Start of RECORDS SHOWN
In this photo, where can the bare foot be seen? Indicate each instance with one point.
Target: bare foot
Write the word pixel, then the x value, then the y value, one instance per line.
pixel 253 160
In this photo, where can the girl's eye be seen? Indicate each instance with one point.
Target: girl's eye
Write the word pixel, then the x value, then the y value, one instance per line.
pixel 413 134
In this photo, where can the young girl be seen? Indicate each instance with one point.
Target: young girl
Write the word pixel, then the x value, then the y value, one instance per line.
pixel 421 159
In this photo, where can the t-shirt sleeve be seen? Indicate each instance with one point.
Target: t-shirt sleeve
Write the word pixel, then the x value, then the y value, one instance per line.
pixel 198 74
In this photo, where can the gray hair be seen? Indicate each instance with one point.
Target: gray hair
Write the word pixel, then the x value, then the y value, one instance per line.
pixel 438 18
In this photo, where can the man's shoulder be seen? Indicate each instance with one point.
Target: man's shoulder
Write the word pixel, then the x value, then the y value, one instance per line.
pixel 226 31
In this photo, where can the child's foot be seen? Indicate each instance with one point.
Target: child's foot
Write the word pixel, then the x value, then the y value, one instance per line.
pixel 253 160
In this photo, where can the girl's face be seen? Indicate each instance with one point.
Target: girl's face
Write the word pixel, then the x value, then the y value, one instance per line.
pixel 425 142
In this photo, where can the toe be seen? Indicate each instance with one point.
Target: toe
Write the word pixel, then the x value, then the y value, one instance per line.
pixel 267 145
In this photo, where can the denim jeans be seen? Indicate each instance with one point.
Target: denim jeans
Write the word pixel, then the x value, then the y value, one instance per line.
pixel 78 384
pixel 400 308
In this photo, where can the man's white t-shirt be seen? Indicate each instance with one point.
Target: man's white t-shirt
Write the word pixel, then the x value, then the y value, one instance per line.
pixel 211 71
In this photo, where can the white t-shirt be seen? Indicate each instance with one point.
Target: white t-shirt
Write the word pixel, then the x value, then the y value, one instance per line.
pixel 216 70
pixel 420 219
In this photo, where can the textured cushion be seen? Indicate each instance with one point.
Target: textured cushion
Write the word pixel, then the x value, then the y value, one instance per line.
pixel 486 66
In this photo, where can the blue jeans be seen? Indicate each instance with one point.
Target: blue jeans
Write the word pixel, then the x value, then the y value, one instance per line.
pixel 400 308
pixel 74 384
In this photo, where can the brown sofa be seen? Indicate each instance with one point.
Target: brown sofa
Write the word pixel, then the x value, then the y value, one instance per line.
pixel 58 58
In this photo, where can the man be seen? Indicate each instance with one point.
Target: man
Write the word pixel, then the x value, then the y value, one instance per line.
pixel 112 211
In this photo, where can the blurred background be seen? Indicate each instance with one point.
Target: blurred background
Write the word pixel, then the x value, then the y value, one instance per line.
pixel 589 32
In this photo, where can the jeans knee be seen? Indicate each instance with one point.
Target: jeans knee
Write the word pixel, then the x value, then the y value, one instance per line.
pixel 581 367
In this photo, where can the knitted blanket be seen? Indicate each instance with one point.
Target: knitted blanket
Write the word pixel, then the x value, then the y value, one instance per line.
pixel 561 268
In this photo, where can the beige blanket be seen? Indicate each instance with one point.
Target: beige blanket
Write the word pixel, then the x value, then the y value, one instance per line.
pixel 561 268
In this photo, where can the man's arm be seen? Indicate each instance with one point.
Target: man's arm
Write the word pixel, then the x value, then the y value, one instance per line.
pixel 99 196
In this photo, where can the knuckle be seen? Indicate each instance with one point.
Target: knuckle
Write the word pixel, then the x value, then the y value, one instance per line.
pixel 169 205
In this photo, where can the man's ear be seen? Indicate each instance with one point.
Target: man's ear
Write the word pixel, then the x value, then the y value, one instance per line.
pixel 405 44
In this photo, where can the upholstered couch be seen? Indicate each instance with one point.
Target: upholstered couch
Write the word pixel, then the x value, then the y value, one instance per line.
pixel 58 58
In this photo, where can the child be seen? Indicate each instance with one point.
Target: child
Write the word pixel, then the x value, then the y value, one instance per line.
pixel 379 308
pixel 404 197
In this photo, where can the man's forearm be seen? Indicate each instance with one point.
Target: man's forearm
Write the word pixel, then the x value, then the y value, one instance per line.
End of RECORDS SHOWN
> [TASK PROMPT]:
Rescale the listing above from its first line through the line holding "pixel 413 134", inclusive, repeating every line in that span, requests included, and nothing beyond it. Multiply each pixel coordinate in the answers by 1.65 and round to the nearest whole number, with halves rounding up.

> [RESULT OF THE EXERCISE]:
In this photo, where can the bare foot be seen? Indicate each instance with one point.
Target: bare foot
Write the word pixel, then the x value, then the y value, one instance per line.
pixel 417 264
In this photo, where can the girl's eye be seen? Indicate each instance with one point.
Target: girl's eye
Write the word pixel, then the x value, then the y value, one instance per line.
pixel 681 221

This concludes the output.